• [Task data]:
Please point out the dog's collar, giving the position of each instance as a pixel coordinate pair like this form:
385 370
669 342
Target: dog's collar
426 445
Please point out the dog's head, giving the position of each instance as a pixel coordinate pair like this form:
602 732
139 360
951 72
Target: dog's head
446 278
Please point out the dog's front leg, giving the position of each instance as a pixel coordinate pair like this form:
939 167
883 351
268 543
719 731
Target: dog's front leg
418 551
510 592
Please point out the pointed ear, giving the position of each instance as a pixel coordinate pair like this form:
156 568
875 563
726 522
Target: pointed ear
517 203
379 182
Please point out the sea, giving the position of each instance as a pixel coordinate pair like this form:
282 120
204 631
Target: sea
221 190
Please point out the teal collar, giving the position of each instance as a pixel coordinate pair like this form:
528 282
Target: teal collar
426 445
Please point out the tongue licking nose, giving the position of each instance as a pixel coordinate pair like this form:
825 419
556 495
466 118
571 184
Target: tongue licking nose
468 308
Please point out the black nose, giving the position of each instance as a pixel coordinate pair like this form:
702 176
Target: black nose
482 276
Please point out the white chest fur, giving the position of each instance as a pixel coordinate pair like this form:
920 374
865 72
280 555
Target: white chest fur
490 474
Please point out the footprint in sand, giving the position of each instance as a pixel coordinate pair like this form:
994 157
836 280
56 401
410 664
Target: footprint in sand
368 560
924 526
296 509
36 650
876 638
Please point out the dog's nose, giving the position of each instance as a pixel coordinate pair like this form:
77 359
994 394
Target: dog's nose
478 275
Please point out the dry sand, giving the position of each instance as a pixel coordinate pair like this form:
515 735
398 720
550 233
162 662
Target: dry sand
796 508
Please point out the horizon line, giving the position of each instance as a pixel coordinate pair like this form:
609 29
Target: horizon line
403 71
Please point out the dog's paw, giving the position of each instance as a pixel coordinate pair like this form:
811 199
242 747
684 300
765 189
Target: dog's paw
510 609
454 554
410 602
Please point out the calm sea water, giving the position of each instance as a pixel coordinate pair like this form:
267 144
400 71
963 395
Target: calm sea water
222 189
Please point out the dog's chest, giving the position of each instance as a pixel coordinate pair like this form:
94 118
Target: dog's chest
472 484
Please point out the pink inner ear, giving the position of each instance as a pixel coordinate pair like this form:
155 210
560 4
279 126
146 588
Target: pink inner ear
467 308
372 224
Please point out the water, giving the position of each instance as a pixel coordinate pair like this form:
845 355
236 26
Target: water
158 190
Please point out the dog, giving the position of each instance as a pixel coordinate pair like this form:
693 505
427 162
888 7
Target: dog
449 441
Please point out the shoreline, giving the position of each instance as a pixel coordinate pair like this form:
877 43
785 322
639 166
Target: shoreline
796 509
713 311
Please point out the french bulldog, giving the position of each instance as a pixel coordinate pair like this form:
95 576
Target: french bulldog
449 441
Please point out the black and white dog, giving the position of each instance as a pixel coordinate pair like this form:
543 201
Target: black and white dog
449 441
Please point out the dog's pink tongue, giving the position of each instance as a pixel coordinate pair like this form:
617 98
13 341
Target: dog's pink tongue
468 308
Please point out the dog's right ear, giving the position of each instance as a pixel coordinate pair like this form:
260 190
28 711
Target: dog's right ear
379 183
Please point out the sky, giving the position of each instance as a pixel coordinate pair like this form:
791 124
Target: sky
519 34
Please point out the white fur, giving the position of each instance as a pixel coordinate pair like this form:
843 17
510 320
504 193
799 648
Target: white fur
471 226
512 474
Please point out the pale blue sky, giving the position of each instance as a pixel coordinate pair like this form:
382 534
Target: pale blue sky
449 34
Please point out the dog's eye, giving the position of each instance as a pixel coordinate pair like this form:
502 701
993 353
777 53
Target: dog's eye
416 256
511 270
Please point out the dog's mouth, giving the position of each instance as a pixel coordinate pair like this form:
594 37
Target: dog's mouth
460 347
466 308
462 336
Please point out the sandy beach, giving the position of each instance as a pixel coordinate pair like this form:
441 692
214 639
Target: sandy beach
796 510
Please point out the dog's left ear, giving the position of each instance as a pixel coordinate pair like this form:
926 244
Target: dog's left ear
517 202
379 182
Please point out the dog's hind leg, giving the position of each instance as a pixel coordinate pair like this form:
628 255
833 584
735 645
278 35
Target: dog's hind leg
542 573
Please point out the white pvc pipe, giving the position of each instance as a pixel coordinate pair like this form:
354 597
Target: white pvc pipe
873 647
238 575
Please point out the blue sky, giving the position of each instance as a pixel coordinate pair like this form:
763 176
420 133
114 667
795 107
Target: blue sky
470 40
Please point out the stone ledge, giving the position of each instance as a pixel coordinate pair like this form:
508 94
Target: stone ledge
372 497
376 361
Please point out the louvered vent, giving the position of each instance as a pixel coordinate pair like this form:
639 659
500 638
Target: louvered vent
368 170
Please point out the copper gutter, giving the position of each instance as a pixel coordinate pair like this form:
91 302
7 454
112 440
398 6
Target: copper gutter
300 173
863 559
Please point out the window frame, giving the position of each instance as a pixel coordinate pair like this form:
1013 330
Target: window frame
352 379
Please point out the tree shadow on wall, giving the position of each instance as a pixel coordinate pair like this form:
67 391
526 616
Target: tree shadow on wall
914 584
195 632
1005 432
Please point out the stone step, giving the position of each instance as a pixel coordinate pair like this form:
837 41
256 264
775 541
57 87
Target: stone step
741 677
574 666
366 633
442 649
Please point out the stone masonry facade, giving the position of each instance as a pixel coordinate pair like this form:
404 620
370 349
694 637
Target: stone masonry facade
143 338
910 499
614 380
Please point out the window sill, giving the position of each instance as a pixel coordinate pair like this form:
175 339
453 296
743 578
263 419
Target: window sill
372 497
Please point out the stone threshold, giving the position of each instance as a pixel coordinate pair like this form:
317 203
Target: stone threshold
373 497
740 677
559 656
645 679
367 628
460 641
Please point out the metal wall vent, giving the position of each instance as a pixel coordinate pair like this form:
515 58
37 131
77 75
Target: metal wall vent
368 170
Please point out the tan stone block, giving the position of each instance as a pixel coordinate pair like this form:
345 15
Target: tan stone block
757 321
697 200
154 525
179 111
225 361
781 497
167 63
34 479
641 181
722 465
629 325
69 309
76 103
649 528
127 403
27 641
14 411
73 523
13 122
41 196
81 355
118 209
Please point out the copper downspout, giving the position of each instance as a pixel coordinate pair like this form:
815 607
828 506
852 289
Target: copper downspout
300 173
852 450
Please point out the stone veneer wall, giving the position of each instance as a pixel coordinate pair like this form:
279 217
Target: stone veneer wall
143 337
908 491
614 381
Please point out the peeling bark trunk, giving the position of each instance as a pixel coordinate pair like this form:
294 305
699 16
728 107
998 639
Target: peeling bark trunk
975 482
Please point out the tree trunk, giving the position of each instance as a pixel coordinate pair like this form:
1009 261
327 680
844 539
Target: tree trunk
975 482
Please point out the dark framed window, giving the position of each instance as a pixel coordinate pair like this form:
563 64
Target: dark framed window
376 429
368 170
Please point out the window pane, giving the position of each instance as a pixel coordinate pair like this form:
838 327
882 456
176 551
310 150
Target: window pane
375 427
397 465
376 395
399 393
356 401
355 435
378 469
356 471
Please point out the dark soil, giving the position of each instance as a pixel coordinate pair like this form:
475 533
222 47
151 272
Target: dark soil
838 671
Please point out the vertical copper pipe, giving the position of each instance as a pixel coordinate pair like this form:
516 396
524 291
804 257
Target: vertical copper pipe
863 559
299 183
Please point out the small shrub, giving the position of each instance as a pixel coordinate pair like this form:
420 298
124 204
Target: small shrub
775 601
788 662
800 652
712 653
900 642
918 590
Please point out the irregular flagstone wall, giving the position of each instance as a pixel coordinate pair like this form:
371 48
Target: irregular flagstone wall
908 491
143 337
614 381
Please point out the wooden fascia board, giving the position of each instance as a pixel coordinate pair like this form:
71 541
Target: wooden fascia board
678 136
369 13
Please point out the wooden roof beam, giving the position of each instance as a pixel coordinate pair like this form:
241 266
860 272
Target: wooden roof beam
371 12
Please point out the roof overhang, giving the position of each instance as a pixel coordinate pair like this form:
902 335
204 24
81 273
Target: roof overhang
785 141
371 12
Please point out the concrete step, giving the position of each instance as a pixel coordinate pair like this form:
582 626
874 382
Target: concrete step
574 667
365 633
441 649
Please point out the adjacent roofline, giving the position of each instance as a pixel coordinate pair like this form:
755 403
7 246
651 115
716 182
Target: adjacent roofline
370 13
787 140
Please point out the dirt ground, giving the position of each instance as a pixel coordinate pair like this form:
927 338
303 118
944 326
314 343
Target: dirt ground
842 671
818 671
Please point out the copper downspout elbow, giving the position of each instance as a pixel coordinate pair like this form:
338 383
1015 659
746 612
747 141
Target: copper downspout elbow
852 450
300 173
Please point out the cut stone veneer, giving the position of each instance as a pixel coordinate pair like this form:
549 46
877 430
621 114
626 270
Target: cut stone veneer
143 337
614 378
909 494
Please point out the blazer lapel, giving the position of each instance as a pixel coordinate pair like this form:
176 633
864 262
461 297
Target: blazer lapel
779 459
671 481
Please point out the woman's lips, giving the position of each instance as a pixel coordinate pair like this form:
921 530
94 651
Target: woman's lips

• [Exercise brief]: Repeat, without change, each line of the data above from the one that contains "Please point out the irregular" through the final line, counting both.

• [Answer to this exercise]:
Please point out the irregular flagstone wall, giving the position of each instance as a pixel coordinate pair like this form:
371 48
Target: irregular flagstone wall
908 491
143 337
614 381
Please point out the wooden fascia board, giving the position of each instance as a pixel coordinate pair like this form:
71 541
Target: wooden fascia board
678 136
369 13
Please point out the wooden roof beam, giving the position of each instance as a pixel coordinate pair like this form:
241 266
860 272
Target: wooden roof beam
371 12
Please point out the roof overhang, giving the position of each instance as a pixel coordinate pair like this form:
902 335
204 24
81 273
Target: roof overhang
785 141
371 12
Please point out the concrete step, giving the position of each instance as a pixel coordinate pair like this form:
582 626
874 382
Target: concrete step
574 667
365 633
441 649
Please point out the adjacent roofline, giving the position of each instance as a pixel coordinate pair like this form:
755 403
7 246
651 115
716 182
Target: adjacent roofline
370 13
787 140
Please point out the dirt ground, giving the position of each instance as a pixel coordinate pair like this form:
927 338
303 118
944 326
314 343
Target: dirt ground
842 671
818 671
Please point out the copper downspout elbow, giving the position of each instance as a pixel coordinate pair like this form:
338 383
1015 659
746 612
747 141
Target: copper downspout elbow
852 450
300 173
Please point out the cut stone veneer, giving the position of each instance as a pixel coordinate pair like this form:
549 46
877 430
621 114
626 270
Target: cut stone veneer
143 337
614 378
909 494
Please point out the blazer lapel, giving the position of each instance as a pixel coordinate pair like this form:
176 633
864 262
461 297
Target: blazer lapel
779 459
671 481
Please point out the woman's lips, giving the position of each instance as a pixel coordinate pair like this form:
921 530
94 651
Target: woman's lips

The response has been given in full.